Data section:
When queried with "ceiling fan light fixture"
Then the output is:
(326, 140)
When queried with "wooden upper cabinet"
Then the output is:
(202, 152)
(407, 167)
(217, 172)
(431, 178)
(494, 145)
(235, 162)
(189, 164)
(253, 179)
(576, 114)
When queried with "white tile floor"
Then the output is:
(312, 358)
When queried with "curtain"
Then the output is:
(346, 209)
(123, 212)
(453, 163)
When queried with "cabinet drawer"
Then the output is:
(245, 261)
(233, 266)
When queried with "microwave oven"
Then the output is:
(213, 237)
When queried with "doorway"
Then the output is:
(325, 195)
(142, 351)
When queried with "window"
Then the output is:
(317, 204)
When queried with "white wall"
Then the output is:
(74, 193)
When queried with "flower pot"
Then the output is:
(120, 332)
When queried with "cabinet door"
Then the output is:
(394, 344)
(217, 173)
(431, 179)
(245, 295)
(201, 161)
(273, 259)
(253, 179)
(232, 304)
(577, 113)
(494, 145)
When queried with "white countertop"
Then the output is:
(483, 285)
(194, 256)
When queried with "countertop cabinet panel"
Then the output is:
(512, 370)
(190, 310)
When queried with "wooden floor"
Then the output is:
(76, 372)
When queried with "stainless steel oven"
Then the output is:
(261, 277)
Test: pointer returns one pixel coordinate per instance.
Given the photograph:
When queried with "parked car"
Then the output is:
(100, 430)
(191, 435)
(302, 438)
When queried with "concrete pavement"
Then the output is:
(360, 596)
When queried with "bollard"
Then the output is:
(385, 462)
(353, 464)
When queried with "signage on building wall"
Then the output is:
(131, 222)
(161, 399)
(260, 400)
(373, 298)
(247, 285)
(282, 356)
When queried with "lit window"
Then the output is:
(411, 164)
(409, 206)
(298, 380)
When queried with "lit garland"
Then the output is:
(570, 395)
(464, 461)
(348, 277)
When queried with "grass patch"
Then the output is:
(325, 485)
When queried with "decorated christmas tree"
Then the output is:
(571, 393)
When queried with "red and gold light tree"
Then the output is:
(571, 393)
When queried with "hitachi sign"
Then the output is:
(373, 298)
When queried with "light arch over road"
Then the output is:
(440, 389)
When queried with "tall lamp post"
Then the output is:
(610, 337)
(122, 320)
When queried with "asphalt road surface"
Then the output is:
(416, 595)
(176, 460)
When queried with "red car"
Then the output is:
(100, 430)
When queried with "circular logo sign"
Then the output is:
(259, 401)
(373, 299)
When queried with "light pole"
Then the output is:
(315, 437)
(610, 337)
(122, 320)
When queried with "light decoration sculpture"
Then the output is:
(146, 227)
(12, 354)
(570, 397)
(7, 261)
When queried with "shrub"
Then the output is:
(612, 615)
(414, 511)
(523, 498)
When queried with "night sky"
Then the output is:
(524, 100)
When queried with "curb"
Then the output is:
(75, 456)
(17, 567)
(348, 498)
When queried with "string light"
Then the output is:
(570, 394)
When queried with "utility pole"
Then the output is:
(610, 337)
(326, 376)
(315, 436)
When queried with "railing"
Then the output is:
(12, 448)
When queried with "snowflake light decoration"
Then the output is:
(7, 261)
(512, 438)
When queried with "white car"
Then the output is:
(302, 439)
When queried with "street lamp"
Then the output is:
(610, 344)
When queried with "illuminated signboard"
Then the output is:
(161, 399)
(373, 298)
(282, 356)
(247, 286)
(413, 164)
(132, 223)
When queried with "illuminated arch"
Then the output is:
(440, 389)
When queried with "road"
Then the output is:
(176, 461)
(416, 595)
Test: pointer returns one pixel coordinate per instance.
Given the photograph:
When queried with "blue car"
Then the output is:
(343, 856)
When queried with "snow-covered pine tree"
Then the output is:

Aim: Your task is to repeat each line of the material exactly.

Reply:
When queried with "ceiling fan light fixture"
Then the output is:
(326, 140)
When queried with "wooden upper cabinet"
Then the output is:
(202, 152)
(407, 167)
(217, 172)
(431, 178)
(494, 145)
(235, 162)
(189, 164)
(253, 179)
(576, 114)
When queried with "white tile floor"
Then the output is:
(312, 358)
When queried with "curtain"
Then the output is:
(346, 209)
(123, 212)
(453, 163)
When queried with "cabinet drawer"
Then the output is:
(245, 261)
(233, 266)
When queried with "microwave oven"
Then the output is:
(213, 237)
When queried with "doorway"
Then the output is:
(325, 195)
(142, 351)
When queried with "window"
Then the output is:
(317, 204)
When queried with "white wall"
Then the output is:
(74, 193)
When queried with "flower pot"
Then the output is:
(120, 332)
When queried with "cabinet door"
Then the output is:
(394, 344)
(217, 173)
(431, 179)
(245, 295)
(201, 161)
(273, 259)
(253, 179)
(232, 304)
(577, 113)
(494, 145)
When queried with "white countertop"
Then the output is:
(483, 285)
(194, 256)
When queried with "countertop cabinet panel"
Then the output is:
(512, 370)
(190, 310)
When queried with "wooden floor"
Then the output is:
(76, 372)
When queried with "stainless steel oven"
Then the output is:
(261, 277)
Test: pointer returns one pixel coordinate per instance.
Given the photograph:
When queried with "parked car"
Then the output is:
(100, 430)
(191, 435)
(302, 438)
When queried with "concrete pavement"
Then the output is:
(360, 596)
When queried with "bollard"
Then the output is:
(385, 462)
(353, 464)
When queried with "signage on building wall"
Then the output is:
(131, 222)
(161, 399)
(260, 400)
(373, 298)
(247, 285)
(282, 356)
When queried with "lit window"
Then the output is:
(411, 164)
(409, 206)
(298, 380)
When queried with "lit garland"
Then the output is:
(570, 395)
(464, 461)
(348, 277)
When queried with "grass patch"
Then the output is:
(325, 485)
When queried with "decorated christmas tree"
Then the output is:
(571, 393)
When queried with "red and gold light tree"
Then the output is:
(571, 393)
When queried with "hitachi sign"
Then the output is:
(373, 298)
When queried with "light arch over road"
Then the output is:
(440, 389)
When queried with "tall lamp post"
Then the output is:
(610, 337)
(122, 320)
When queried with "asphalt road surface"
Then the output is:
(416, 595)
(176, 460)
When queried with "red car"
Then the output is:
(100, 430)
When queried with "circular logo sign"
Then the output is:
(259, 401)
(373, 299)
When queried with "light pole"
Then the output is:
(315, 437)
(610, 337)
(122, 320)
When queried with "light decoration sculpture"
Then the output is:
(146, 227)
(12, 354)
(570, 397)
(7, 261)
When queried with "shrub"
Then the output is:
(612, 615)
(414, 511)
(523, 498)
When queried with "night sky"
Then the output is:
(524, 100)
When queried with "curb"
Then the output is:
(75, 456)
(17, 567)
(348, 498)
When queried with "string light"
Then the output is:
(570, 394)
When queried with "utility pole"
Then the output is:
(610, 337)
(326, 376)
(315, 436)
When queried with "railing"
Then the output is:
(12, 448)
When queried with "snowflake light decoration"
Then the output is:
(7, 261)
(512, 438)
When queried with "white car"
Then the output is:
(302, 439)
When queried with "street lamp"
Then the output is:
(610, 344)
When queried with "illuminated signboard"
Then the output is:
(161, 399)
(373, 298)
(282, 356)
(247, 286)
(413, 164)
(132, 223)
When queried with "illuminated arch"
Then the output is:
(440, 389)
When queried with "road"
Then the output is:
(176, 461)
(416, 595)
Test: pointer returns one pixel coordinate per instance.
Given the photograph:
When queried with "blue car"
Then the output is:
(343, 856)
When queried with "snow-covered pine tree"
Then the output is:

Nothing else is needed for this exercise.